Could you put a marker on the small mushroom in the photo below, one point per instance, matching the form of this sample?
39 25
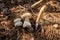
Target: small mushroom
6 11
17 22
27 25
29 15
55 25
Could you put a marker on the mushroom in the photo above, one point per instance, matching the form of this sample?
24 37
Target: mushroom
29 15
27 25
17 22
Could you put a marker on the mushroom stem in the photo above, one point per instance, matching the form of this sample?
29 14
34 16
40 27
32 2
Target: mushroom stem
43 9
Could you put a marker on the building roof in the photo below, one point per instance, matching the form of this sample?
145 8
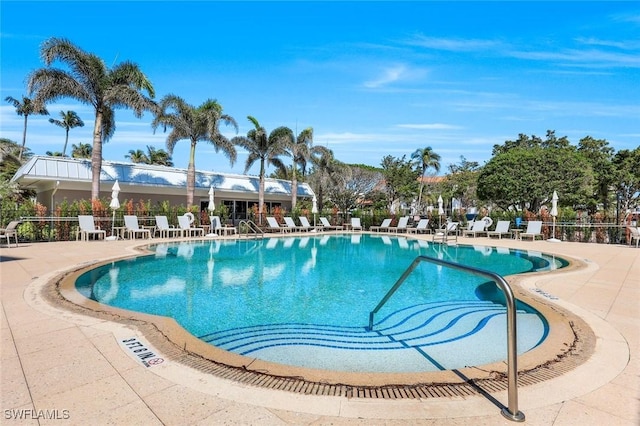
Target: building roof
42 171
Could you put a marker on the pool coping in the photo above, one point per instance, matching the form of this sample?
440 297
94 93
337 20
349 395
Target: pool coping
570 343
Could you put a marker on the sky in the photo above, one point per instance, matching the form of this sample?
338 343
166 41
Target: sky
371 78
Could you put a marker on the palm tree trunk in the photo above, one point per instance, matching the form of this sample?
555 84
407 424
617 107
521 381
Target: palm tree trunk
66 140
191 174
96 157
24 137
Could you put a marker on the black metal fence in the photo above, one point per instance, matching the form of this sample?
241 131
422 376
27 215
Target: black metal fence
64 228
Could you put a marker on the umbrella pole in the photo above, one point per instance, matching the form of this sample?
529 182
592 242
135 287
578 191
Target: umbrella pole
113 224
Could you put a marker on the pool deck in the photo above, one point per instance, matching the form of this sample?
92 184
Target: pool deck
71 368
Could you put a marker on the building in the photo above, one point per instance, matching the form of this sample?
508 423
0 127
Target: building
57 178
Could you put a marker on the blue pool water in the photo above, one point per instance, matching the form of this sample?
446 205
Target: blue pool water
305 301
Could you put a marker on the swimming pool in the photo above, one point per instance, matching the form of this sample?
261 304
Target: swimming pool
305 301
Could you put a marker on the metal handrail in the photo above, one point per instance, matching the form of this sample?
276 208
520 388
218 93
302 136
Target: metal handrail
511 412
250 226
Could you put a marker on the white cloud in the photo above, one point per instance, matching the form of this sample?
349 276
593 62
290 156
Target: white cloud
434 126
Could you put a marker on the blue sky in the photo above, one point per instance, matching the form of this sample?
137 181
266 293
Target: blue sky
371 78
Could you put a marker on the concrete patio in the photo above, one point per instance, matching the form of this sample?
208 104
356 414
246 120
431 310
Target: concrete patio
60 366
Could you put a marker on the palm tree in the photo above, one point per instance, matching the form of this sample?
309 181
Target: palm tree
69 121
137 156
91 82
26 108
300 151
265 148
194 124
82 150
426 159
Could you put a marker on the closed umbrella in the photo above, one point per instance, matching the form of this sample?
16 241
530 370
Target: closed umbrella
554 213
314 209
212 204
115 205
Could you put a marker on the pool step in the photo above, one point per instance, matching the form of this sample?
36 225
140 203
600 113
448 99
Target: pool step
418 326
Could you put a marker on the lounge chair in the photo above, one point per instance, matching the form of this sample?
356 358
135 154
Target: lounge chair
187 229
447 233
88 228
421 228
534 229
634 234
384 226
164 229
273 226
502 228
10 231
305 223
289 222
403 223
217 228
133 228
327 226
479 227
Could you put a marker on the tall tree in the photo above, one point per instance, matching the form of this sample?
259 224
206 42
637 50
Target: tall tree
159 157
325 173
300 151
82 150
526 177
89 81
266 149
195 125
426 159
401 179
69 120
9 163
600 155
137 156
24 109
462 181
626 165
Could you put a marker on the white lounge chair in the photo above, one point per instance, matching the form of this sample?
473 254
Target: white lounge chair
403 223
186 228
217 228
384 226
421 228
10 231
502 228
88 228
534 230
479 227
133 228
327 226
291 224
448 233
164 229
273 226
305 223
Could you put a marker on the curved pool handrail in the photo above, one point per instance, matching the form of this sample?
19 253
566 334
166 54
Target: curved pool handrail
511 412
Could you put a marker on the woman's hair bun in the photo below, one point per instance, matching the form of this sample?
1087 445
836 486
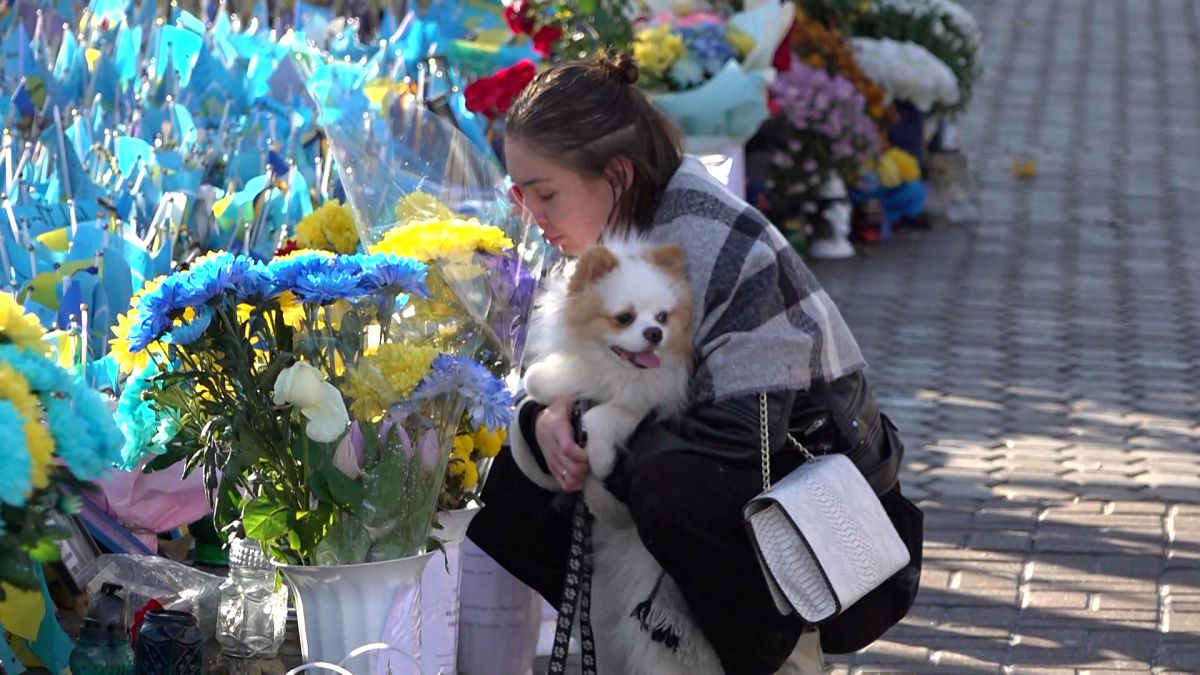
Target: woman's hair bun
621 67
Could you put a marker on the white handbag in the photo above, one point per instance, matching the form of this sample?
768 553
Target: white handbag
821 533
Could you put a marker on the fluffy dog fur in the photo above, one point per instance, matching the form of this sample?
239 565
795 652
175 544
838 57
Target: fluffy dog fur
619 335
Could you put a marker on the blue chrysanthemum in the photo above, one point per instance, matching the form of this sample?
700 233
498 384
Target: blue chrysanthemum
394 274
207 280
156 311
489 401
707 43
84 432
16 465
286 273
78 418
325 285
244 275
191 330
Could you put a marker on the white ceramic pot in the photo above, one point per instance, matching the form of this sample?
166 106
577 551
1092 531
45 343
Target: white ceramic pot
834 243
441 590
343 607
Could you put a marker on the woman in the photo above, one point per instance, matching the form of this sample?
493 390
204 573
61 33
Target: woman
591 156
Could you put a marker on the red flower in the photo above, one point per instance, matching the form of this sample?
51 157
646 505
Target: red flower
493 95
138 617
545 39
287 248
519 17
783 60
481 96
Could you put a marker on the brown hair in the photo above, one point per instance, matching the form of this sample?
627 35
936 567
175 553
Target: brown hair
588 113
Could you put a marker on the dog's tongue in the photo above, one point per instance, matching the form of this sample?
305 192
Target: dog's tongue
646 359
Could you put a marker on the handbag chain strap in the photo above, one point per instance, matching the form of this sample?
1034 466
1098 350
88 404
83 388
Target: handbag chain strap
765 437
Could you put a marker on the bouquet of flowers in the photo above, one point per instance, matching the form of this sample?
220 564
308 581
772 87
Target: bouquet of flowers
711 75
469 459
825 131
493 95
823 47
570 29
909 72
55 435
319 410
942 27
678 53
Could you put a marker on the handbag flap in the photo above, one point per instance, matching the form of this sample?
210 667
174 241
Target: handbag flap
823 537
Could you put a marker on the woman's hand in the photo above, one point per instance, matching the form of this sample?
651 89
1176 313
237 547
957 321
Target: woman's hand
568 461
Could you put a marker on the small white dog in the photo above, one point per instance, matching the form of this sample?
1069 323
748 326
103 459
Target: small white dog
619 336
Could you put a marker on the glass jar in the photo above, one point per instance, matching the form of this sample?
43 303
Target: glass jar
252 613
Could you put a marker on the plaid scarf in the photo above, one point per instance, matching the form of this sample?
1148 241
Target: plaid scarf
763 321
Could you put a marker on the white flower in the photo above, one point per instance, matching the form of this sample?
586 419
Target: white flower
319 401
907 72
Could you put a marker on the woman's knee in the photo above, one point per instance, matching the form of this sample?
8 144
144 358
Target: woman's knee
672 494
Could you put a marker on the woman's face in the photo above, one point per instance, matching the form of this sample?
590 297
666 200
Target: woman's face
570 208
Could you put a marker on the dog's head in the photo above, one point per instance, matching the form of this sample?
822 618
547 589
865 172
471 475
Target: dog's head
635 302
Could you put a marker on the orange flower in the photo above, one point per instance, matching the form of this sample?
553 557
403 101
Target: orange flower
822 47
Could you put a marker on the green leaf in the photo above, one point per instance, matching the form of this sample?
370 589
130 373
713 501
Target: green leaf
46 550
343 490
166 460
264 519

* * *

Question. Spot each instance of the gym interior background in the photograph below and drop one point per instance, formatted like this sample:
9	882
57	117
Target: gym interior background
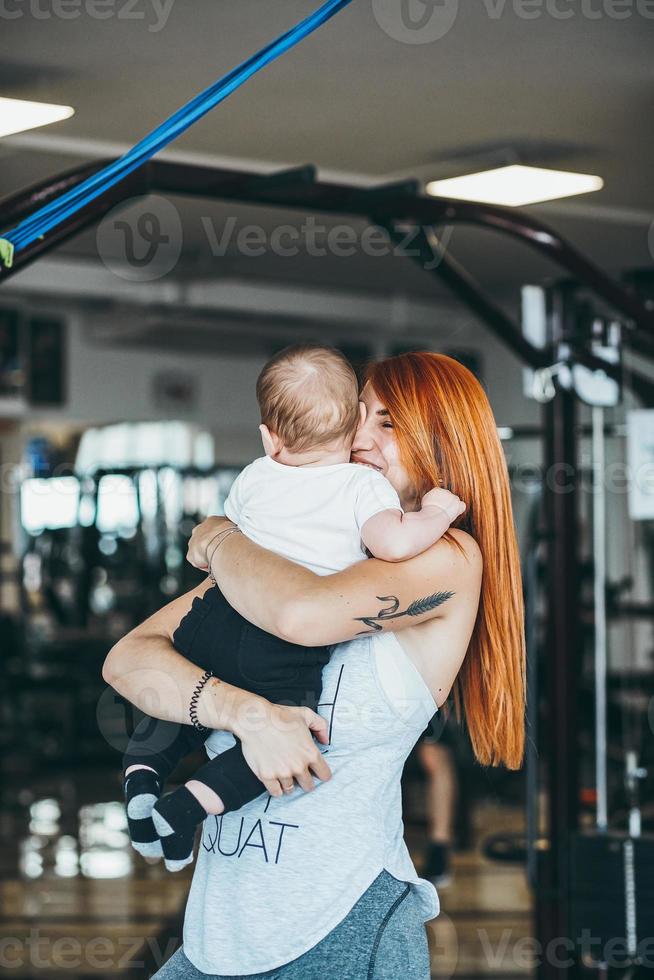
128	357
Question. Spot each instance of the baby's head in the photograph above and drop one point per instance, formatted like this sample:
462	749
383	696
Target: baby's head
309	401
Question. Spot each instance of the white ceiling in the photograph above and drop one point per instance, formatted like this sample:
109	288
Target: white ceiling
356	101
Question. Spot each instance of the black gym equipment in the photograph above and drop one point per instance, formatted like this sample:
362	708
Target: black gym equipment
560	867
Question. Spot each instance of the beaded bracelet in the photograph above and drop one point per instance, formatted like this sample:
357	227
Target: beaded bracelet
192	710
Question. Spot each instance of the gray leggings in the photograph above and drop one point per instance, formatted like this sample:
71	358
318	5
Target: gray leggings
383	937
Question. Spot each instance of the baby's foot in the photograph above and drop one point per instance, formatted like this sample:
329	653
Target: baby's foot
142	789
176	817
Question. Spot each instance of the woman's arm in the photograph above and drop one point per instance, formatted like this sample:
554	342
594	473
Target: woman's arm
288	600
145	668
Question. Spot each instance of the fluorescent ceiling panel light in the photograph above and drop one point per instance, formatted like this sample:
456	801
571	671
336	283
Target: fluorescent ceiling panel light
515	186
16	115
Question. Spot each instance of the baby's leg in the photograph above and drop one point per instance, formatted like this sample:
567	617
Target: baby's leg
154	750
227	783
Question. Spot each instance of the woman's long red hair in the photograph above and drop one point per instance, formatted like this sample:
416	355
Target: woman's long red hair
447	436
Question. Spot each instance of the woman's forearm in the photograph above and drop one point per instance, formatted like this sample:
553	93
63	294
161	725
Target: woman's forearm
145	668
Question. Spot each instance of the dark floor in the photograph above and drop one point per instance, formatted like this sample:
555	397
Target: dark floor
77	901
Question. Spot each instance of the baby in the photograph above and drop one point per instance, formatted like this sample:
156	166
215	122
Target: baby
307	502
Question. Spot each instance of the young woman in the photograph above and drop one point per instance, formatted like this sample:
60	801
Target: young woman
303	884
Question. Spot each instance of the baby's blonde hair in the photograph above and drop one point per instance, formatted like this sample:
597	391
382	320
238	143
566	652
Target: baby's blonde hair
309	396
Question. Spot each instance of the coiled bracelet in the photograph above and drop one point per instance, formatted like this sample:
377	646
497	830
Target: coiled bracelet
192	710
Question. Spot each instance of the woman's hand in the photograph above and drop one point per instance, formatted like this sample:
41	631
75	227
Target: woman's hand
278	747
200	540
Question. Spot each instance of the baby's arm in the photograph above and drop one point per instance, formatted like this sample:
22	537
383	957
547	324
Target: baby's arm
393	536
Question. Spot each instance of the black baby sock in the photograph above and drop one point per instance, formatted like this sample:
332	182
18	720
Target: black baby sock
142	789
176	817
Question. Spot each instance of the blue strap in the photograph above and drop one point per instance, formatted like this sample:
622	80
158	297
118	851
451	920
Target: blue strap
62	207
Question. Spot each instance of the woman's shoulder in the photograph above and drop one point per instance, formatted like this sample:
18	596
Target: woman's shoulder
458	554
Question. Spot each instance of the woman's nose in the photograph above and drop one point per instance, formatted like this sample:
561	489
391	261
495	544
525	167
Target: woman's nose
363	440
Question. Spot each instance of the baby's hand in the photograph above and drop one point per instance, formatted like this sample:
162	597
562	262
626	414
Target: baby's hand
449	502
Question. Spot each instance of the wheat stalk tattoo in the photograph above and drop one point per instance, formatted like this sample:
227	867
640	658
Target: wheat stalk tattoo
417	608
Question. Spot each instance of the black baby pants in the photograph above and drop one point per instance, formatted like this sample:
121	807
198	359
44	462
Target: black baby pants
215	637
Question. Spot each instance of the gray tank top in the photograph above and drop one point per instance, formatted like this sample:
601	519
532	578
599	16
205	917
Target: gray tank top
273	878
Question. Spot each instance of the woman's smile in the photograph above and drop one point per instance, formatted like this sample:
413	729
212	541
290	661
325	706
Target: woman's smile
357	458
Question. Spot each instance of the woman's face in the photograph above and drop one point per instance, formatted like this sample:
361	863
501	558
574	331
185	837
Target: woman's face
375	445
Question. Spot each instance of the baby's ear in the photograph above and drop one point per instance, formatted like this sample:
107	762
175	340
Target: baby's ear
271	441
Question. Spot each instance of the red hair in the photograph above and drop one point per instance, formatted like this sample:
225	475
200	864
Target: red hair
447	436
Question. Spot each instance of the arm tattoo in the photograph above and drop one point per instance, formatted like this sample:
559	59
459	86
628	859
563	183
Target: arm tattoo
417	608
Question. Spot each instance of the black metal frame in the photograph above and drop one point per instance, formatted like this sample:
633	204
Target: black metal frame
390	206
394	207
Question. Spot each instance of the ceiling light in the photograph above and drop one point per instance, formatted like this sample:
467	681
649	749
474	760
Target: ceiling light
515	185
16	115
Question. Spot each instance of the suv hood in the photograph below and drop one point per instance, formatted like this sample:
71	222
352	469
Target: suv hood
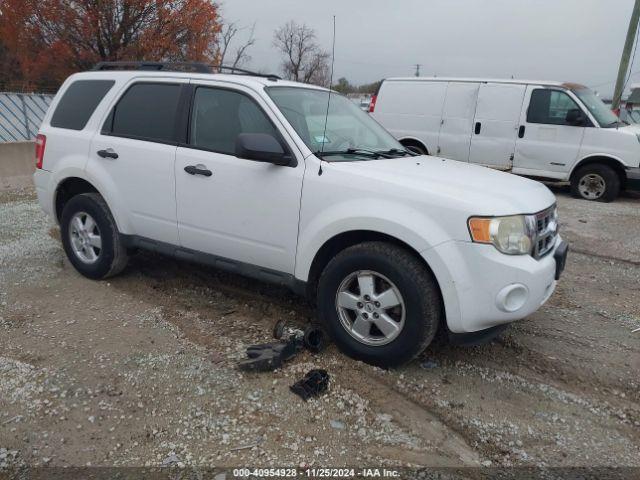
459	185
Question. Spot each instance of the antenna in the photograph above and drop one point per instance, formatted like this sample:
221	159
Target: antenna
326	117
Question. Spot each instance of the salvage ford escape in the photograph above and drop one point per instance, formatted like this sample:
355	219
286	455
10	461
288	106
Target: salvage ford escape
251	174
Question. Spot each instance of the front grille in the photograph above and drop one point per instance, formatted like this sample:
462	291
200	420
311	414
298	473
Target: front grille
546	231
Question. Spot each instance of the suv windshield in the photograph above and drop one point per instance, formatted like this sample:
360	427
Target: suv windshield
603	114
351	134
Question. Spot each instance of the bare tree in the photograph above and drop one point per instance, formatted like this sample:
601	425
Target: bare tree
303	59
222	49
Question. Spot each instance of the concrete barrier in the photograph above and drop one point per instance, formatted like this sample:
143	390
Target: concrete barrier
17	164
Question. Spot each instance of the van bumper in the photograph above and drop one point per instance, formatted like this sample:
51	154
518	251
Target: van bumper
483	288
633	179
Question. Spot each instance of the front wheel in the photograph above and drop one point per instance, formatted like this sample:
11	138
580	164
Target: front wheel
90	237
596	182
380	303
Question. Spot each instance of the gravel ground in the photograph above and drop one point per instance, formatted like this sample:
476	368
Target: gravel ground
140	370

Work to be completed: Please filter the listing down to lines that include the word "below".

Task answer:
Could you put a marker on the small mushroom in the photo below, one point per instance, matching the form of this sample?
Could you put a marker on the building roof in the photo below, one point per instance, matching the form of this sample?
Could you put a marker on the woman's hair bun in the photo below, one point per instance, matching the form of this sample?
Question. Spot each instance of the gym interior background in the photograph below and drop one point per instance, formatted like this sample:
Question. Spot each instance of the suv hood in the photograph below and drop one point per instance, formatted like this sample:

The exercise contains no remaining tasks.